» Excerpted records
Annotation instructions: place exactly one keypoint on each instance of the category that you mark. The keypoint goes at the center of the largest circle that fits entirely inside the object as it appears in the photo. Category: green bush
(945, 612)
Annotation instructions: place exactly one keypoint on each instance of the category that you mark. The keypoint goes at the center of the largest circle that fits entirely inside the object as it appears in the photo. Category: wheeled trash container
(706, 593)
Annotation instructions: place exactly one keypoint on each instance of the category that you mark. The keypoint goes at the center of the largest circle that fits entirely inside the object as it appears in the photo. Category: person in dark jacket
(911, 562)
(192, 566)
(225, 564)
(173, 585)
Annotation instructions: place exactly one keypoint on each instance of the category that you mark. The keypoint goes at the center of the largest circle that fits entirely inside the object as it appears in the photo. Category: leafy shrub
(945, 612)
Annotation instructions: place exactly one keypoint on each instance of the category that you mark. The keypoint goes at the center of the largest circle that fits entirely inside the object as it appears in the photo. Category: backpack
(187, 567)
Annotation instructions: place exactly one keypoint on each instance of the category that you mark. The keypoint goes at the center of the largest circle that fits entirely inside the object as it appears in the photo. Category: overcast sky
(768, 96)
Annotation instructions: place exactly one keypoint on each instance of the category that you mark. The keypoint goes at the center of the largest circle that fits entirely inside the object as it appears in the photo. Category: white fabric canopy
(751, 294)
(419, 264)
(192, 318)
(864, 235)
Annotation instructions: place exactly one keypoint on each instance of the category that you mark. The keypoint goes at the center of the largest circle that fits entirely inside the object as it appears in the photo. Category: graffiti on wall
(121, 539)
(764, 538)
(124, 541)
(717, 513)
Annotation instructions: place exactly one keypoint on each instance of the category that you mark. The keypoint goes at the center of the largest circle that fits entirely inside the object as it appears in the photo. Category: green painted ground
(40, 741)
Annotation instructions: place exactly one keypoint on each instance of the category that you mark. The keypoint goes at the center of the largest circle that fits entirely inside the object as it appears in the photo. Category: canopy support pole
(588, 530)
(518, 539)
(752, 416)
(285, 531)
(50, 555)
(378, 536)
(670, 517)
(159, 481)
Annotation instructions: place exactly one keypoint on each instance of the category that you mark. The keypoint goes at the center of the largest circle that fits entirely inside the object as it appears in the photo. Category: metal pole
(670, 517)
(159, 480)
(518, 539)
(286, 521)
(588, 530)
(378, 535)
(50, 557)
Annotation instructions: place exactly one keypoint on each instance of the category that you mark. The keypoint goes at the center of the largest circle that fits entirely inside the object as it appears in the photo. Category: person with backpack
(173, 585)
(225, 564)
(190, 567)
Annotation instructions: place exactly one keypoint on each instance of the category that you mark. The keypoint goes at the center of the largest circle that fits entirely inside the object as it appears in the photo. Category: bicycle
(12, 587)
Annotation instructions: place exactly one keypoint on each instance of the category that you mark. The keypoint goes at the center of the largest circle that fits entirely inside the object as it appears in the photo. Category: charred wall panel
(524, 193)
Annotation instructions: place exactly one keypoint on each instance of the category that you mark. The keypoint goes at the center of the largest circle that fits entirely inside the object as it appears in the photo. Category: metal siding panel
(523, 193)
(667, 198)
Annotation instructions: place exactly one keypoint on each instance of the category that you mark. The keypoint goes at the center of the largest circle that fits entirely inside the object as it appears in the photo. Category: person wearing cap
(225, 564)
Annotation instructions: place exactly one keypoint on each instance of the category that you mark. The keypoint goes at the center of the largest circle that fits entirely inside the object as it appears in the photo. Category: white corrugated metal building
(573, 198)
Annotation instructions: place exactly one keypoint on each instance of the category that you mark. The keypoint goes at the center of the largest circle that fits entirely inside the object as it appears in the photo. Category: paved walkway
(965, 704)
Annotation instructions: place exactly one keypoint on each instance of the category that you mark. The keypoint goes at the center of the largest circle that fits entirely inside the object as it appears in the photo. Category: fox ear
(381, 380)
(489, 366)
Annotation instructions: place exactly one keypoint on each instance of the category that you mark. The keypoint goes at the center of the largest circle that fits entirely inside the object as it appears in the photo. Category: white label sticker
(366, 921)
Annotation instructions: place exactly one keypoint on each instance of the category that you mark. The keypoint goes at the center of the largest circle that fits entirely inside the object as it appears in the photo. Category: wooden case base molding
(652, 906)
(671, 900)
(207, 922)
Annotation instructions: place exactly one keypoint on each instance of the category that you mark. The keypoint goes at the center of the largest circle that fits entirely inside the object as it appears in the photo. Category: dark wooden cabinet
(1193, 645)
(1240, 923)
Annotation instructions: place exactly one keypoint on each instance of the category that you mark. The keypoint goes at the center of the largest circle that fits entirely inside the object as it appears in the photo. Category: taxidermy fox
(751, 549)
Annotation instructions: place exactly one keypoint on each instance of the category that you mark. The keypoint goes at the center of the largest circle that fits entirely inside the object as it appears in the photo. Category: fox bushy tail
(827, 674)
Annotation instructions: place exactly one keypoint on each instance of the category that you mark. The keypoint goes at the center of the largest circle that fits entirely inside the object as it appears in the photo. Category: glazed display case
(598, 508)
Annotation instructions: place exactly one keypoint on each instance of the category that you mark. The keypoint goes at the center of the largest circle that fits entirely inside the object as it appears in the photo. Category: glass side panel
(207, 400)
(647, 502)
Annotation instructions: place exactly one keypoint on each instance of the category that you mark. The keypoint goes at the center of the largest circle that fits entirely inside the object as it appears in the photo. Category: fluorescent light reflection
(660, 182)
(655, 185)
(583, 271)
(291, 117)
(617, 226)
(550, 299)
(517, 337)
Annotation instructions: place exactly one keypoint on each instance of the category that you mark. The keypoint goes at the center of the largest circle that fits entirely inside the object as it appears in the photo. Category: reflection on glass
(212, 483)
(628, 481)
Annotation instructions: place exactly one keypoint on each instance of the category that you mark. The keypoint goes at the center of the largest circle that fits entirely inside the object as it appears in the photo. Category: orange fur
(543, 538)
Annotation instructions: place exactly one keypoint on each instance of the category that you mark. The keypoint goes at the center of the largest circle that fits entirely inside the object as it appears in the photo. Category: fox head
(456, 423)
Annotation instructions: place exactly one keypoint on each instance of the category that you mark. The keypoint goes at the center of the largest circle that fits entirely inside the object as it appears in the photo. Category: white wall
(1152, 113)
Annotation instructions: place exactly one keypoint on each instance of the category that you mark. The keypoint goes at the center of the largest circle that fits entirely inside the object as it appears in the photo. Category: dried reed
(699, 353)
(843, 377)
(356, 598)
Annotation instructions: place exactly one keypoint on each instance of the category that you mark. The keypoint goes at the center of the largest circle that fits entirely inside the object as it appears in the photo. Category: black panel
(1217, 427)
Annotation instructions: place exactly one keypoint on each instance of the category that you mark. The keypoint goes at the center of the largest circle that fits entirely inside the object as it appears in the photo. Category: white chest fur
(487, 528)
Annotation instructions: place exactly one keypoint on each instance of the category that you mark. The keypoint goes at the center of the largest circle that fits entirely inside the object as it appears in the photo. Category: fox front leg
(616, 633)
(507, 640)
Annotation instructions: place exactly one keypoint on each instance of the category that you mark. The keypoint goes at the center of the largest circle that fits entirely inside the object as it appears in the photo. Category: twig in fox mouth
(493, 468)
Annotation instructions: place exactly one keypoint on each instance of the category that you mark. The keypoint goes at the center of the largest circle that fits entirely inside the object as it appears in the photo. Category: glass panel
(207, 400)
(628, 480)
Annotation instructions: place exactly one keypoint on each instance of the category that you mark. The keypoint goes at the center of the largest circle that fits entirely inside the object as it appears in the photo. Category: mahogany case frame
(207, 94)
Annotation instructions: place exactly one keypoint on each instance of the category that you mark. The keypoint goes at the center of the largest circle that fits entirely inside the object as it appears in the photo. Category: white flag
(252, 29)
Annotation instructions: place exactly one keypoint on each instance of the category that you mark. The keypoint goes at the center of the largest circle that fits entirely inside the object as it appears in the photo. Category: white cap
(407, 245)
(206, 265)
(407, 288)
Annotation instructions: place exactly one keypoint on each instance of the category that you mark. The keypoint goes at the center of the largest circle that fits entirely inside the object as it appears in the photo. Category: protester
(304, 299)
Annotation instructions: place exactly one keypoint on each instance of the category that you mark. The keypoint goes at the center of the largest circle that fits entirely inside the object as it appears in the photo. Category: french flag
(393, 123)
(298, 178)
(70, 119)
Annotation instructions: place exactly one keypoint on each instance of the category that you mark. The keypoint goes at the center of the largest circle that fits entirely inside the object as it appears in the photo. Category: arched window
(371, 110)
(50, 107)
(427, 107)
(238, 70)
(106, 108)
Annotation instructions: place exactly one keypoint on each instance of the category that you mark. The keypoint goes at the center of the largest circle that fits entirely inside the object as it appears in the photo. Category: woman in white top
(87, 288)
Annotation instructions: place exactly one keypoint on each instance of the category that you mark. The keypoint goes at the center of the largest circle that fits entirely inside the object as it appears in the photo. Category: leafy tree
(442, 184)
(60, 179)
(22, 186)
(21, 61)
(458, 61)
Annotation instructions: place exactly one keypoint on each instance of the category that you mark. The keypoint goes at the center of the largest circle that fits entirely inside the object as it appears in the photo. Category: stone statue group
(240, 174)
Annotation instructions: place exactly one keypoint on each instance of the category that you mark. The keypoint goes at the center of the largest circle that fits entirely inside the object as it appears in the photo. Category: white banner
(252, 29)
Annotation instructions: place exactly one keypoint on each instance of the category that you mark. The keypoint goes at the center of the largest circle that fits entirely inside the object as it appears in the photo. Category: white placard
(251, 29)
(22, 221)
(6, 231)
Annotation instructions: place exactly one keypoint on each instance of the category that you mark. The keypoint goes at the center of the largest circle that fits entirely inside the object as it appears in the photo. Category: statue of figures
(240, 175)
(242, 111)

» Task prompt
Render the part of the material that opens with the line containing "Category: leafy tree" and runs through the end of the material as a numbered list, leaving out blank lines.

» Solution to the exercise
1. Annotation instructions: place exactly one keypoint on each instance of the category that you mark. The keypoint goes at the center of the largest circle that fits entirely inside the object as it appears in the photo. Category: leafy tree
2. (442, 184)
3. (60, 179)
4. (22, 186)
5. (21, 61)
6. (458, 61)
7. Annotation instructions: place exactly one keypoint on each instance of the category that you mark. The keypoint goes at the center of the largest circle that fits entirely inside the object as it appears in the photo. Category: stone statue group
8. (240, 174)
9. Annotation instructions: place exactly one keypoint on each instance of the category that you mark. The keypoint goes at the center of the largest circle that fits entirely inside the object as it appears in the photo. Category: white banner
10. (252, 29)
11. Annotation instructions: place exactly one keypoint on each instance of the category that you mark. The keypoint goes at the center of the largest circle that fits entirely inside the object as it appears in the photo. Category: white placard
12. (251, 29)
13. (22, 221)
14. (6, 231)
15. Annotation instructions: place exactly one keypoint on each instance of the category that you mark. The keypoint goes at the center of the largest circle that fits entirely inside the object as it appears in the photo. Category: statue of figures
16. (240, 175)
17. (242, 111)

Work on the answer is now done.